**The problem**: Reproduce the items below verbatim, beginning with the line that contains "Tag the metal hook" and continuing through the line that contains "<point>455,273</point>".

**Data shown**:
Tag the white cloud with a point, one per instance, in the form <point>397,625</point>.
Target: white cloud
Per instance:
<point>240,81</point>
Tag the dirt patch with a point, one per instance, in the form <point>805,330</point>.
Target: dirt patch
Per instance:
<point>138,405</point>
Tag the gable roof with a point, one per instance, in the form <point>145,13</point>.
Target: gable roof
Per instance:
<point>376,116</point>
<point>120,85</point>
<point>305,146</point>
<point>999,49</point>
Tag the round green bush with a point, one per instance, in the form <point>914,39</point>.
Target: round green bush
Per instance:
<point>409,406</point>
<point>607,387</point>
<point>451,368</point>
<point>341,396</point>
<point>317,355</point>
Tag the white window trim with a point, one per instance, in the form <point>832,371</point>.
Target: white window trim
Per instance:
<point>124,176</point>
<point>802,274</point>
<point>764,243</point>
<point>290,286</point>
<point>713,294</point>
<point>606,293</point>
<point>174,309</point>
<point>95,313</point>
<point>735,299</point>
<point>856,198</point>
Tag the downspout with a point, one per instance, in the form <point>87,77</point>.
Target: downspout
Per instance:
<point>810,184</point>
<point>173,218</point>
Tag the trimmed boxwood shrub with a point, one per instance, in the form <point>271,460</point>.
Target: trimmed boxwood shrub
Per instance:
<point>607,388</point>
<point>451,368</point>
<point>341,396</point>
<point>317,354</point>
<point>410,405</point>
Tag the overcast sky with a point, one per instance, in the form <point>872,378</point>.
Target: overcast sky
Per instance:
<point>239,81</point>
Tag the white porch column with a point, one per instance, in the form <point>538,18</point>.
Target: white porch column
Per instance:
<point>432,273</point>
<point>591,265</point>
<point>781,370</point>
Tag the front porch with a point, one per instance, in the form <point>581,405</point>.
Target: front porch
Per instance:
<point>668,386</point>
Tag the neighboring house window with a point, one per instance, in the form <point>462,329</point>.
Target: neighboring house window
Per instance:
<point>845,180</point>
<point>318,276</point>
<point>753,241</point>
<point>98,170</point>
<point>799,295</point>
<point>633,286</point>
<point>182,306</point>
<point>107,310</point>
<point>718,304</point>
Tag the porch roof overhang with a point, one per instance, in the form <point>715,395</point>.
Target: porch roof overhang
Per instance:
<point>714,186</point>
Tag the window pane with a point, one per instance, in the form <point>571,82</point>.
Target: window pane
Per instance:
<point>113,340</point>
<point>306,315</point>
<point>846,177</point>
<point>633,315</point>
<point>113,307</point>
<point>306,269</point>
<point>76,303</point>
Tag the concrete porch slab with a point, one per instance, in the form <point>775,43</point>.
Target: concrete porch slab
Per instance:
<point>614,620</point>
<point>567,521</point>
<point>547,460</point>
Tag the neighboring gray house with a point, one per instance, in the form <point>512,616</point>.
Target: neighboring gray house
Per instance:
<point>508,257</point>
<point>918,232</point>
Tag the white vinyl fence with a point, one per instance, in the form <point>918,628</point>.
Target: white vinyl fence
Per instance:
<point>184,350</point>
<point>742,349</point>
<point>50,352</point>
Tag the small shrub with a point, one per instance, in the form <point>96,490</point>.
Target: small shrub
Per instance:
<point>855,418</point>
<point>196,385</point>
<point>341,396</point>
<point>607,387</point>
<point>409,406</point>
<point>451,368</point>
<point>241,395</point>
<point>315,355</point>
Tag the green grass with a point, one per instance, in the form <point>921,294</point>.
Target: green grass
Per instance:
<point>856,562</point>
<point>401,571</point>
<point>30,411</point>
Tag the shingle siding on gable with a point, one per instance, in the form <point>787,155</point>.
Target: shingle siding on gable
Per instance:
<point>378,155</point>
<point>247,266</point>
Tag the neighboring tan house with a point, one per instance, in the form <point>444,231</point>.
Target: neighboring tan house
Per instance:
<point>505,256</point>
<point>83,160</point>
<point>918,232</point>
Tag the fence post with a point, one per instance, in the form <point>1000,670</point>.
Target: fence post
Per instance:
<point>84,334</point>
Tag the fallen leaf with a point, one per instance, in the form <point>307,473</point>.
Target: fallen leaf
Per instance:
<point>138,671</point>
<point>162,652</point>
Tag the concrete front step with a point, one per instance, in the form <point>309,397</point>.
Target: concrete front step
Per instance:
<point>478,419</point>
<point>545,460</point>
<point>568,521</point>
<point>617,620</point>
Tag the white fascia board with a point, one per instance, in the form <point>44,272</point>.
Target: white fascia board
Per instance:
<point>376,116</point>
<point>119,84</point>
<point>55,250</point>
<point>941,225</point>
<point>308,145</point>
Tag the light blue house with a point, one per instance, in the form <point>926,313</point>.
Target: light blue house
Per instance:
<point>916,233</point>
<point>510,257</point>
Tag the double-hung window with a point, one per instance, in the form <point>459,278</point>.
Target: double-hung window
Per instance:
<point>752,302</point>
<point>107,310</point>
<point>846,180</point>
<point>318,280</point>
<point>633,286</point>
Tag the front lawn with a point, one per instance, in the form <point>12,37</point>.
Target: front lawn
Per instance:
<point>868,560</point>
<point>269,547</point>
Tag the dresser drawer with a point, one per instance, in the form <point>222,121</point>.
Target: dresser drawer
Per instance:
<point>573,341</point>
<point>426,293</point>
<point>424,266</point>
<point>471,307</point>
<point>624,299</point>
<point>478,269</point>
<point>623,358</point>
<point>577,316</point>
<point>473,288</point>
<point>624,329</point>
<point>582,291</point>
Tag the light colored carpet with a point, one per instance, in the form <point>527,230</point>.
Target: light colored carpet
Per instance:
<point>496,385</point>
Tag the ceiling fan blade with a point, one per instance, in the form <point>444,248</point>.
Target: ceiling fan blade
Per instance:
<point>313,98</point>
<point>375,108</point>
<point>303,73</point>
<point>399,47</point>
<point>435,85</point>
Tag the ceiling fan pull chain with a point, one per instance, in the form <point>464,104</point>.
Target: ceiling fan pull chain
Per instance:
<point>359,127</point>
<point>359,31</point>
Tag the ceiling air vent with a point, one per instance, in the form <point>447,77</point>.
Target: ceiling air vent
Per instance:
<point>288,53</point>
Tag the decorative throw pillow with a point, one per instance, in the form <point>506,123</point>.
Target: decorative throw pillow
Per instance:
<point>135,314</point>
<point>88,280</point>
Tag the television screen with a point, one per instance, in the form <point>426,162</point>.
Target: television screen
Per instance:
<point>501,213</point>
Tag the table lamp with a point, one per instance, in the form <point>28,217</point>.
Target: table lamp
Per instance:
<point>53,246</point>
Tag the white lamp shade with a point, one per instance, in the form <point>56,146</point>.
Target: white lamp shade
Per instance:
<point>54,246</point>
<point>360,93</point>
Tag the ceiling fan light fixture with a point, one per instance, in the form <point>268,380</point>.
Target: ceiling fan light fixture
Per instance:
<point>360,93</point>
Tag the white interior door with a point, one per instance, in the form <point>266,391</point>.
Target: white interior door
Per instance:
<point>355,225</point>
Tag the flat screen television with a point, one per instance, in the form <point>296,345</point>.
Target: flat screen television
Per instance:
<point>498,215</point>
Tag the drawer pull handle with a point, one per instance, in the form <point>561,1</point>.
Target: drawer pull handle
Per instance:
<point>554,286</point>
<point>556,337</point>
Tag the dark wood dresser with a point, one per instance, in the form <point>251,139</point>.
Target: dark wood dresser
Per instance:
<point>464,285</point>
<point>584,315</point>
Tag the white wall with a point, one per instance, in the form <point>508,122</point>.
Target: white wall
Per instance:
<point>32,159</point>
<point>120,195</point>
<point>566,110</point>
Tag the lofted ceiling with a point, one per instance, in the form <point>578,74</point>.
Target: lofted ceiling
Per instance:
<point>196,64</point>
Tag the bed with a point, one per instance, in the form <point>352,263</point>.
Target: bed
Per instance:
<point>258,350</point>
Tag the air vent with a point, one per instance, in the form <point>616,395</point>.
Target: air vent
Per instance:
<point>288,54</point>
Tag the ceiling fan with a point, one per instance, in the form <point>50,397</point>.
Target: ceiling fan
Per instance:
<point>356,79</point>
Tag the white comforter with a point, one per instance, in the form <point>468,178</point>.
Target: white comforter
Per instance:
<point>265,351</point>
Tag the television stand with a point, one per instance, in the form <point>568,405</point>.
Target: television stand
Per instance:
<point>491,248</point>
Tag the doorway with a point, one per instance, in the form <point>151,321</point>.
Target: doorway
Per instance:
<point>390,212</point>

---

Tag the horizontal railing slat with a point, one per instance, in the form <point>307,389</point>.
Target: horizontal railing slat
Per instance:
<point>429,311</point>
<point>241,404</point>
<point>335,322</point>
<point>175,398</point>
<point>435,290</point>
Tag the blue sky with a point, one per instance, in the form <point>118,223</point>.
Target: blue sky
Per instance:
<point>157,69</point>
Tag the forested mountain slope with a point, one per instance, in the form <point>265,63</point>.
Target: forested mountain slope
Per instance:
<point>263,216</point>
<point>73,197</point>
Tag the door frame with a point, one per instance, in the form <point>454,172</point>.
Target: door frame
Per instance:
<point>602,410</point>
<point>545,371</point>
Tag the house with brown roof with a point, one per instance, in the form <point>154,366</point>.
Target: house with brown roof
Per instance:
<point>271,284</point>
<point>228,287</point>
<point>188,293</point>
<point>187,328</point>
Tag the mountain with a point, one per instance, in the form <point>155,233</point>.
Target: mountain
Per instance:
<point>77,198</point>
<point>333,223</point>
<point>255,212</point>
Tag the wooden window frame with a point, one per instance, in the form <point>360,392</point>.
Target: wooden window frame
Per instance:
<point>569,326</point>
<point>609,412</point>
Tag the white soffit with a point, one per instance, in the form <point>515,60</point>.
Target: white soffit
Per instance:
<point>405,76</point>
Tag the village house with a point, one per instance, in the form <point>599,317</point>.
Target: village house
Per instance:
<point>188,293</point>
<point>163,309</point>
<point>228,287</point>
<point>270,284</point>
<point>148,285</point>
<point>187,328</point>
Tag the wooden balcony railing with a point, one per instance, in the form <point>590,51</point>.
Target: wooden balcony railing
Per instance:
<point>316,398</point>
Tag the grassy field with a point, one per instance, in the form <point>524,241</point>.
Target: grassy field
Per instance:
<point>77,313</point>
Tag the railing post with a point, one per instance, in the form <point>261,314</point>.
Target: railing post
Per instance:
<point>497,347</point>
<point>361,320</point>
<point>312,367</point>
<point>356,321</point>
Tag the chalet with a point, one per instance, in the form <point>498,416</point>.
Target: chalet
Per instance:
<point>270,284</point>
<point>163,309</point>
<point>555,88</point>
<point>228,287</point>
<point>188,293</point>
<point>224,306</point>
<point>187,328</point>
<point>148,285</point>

--

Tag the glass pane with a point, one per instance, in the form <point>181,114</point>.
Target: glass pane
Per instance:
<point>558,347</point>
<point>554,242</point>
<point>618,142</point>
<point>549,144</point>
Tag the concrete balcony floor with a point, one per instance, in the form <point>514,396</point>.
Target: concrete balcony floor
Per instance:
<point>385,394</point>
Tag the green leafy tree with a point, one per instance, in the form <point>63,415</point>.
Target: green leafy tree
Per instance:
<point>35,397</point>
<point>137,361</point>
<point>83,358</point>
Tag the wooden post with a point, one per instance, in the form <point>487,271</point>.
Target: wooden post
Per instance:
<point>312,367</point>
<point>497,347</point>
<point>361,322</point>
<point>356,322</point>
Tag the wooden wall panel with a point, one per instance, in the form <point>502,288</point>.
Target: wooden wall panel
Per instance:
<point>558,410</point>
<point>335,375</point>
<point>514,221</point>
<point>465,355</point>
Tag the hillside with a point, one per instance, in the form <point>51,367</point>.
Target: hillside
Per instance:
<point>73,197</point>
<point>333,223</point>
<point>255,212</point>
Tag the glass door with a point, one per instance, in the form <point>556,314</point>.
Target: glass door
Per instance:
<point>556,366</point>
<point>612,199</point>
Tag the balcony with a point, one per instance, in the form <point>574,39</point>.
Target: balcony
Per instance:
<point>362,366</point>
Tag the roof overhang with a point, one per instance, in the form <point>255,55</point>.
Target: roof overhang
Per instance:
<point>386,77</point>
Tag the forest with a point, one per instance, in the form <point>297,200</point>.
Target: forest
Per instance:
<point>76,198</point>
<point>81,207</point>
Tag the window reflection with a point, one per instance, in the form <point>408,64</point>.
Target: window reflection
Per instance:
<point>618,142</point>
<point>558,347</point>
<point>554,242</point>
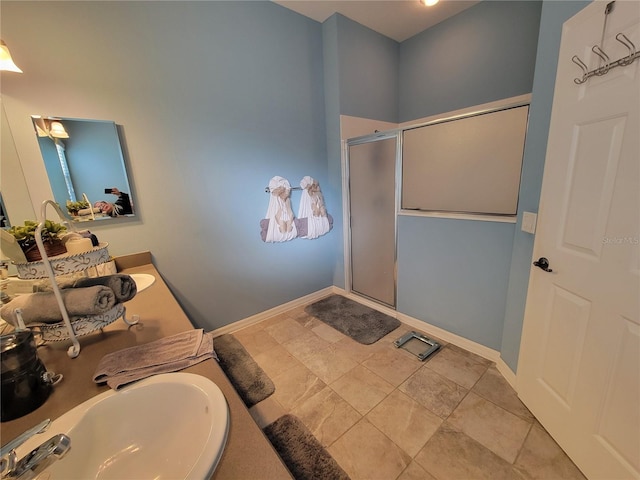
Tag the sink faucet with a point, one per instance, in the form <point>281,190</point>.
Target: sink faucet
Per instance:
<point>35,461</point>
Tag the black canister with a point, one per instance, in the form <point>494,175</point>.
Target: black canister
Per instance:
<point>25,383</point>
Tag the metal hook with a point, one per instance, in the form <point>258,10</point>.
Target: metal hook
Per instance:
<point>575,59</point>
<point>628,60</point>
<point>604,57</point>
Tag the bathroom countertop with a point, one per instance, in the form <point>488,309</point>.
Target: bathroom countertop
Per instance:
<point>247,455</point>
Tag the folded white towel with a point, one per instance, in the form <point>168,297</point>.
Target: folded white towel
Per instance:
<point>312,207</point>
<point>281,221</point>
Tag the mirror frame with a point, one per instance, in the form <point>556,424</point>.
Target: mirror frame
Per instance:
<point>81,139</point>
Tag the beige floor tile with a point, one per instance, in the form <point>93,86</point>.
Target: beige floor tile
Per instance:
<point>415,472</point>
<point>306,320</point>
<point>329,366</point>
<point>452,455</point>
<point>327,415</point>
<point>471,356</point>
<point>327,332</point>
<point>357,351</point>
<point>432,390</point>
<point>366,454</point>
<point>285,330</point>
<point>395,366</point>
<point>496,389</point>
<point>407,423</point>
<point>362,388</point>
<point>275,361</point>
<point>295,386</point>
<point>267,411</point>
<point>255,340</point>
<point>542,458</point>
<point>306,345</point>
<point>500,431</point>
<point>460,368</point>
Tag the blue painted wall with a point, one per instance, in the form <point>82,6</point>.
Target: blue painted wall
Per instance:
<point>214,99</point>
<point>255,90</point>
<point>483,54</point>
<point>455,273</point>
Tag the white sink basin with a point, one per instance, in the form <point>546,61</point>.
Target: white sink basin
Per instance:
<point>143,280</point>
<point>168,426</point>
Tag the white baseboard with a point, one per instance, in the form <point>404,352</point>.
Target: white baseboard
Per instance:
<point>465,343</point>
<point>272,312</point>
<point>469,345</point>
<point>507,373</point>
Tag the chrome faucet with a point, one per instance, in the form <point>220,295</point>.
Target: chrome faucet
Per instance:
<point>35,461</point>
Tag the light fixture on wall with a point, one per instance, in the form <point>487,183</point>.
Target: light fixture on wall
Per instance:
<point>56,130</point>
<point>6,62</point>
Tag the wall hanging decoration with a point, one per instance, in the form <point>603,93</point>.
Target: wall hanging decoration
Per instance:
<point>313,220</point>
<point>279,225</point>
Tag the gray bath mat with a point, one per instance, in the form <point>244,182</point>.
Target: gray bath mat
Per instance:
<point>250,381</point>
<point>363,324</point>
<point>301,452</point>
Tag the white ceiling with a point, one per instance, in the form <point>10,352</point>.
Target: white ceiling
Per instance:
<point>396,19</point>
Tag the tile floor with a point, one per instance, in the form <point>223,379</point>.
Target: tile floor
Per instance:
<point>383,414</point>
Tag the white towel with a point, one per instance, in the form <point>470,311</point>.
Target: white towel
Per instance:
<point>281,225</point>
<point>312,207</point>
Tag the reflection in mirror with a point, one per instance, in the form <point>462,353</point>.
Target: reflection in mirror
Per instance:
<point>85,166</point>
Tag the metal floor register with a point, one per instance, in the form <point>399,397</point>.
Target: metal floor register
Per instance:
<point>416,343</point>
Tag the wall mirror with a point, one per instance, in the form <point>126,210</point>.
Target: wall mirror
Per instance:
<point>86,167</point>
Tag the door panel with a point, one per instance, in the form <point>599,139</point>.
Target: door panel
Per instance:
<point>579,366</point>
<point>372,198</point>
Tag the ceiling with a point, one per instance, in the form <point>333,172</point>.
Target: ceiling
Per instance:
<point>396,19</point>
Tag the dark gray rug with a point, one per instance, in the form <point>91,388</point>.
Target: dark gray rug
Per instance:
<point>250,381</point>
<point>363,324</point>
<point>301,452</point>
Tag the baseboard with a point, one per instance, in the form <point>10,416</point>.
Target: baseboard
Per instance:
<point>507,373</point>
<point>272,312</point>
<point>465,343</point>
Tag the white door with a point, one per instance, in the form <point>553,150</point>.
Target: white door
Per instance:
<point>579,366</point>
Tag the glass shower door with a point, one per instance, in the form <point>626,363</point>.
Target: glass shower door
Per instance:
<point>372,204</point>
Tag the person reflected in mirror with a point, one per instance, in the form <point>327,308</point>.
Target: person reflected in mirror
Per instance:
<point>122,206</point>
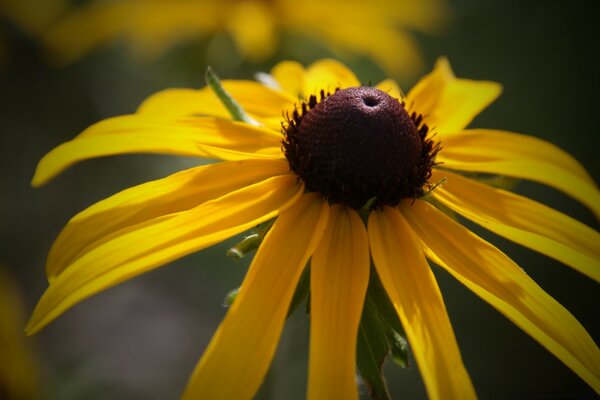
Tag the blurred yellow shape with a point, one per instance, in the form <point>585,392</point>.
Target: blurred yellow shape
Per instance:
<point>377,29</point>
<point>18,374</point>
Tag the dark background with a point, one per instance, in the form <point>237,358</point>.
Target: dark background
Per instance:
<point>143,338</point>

**Reply to the task**:
Tag the metal hook with a point, one per instance, in the form <point>258,10</point>.
Target: metal hook
Per instance:
<point>575,59</point>
<point>628,60</point>
<point>604,57</point>
Tag the bathroom countertop with a point, one per instance, in the form <point>488,309</point>.
Target: bathroom countertop
Per instance:
<point>247,455</point>
Tag the folded white towel with a point, one per instance, in the form <point>168,297</point>.
Target: folded white towel
Per instance:
<point>312,207</point>
<point>281,221</point>
Tag the mirror frame with a point, one per instance, in the form <point>556,424</point>.
Target: mirror frame
Per instance:
<point>81,139</point>
Tag the beige floor tile with a point, one per instance, in the form <point>93,86</point>.
Target: beige floor tile
Per instance:
<point>415,472</point>
<point>306,320</point>
<point>329,366</point>
<point>452,455</point>
<point>327,415</point>
<point>471,356</point>
<point>327,332</point>
<point>357,351</point>
<point>432,390</point>
<point>366,454</point>
<point>285,330</point>
<point>395,366</point>
<point>496,389</point>
<point>407,423</point>
<point>362,388</point>
<point>275,361</point>
<point>295,386</point>
<point>267,411</point>
<point>255,340</point>
<point>542,458</point>
<point>306,345</point>
<point>500,431</point>
<point>460,368</point>
Tag the blue painted wall with a point, one per instance, in the form <point>82,6</point>.
Target: blue painted wall
Per instance:
<point>214,99</point>
<point>255,90</point>
<point>483,54</point>
<point>455,273</point>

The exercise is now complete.